Baris yang terdapat dalam dataset:

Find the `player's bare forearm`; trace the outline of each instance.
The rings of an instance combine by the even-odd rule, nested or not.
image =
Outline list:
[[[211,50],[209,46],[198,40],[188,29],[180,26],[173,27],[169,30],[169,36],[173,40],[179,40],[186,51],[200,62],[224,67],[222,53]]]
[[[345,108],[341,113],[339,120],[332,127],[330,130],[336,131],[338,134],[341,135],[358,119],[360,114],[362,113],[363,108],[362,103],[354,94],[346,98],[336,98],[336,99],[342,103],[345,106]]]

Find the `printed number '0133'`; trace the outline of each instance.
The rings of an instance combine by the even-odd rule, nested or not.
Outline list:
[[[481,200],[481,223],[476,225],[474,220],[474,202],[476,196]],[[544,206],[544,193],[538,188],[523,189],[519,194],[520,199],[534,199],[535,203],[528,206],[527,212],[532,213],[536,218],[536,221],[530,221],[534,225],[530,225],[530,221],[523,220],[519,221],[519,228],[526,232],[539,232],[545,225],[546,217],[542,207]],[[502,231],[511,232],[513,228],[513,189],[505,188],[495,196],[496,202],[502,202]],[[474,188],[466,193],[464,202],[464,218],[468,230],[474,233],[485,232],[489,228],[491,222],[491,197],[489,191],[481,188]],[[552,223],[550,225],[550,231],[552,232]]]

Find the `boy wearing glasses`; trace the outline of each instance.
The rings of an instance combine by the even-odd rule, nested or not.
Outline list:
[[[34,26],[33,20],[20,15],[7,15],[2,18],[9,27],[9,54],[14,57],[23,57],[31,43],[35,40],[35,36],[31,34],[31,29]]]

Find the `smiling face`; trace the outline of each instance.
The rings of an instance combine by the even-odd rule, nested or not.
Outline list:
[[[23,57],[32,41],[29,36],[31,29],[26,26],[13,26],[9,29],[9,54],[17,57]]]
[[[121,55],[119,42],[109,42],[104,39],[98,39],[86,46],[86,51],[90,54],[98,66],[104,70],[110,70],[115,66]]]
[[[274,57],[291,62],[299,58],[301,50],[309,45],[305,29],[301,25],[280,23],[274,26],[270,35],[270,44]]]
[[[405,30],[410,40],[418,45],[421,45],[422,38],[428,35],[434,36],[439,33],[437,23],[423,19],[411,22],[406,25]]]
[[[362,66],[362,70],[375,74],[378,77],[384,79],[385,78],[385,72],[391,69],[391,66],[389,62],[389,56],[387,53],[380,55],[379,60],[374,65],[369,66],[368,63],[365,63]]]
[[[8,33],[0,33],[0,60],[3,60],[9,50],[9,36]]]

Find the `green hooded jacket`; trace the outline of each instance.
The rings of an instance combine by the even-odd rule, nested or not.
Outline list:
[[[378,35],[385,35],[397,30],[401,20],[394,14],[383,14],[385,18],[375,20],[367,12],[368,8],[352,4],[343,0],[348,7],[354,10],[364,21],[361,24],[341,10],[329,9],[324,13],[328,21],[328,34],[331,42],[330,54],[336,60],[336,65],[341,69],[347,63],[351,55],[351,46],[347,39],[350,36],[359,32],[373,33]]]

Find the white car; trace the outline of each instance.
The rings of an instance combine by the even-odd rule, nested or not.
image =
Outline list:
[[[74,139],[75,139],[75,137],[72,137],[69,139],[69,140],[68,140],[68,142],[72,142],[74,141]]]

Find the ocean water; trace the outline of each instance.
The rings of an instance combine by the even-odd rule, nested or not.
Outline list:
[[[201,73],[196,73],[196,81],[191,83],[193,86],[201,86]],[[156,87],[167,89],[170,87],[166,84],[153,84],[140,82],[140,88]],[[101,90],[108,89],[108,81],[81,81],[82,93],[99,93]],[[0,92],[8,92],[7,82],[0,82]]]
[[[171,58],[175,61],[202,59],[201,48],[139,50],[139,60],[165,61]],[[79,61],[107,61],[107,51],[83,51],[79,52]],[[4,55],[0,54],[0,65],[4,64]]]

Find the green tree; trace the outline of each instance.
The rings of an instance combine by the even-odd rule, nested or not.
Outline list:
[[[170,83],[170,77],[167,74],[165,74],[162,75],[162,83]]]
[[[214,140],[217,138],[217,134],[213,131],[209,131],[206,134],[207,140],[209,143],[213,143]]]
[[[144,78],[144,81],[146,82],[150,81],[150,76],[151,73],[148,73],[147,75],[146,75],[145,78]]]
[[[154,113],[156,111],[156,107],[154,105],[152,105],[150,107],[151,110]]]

**TUGAS**
Ambil bagian dari baris yang memuat "Find the green" sampai akhir data, lalu salin baris-baris itu tanpa perubahan apa pun.

**JAWABAN**
Find the green tree; trace the outline of each instance.
The rings of an instance combine by the even-odd rule, nested or not.
Outline list:
[[[170,83],[170,77],[167,74],[165,74],[162,75],[162,83]]]
[[[214,140],[217,138],[217,134],[213,131],[209,131],[206,134],[207,140],[209,143],[213,143]]]
[[[144,78],[144,81],[146,82],[150,81],[150,76],[151,73],[148,73],[147,75],[146,75],[145,78]]]
[[[154,113],[156,111],[156,107],[154,105],[152,105],[150,107],[151,110]]]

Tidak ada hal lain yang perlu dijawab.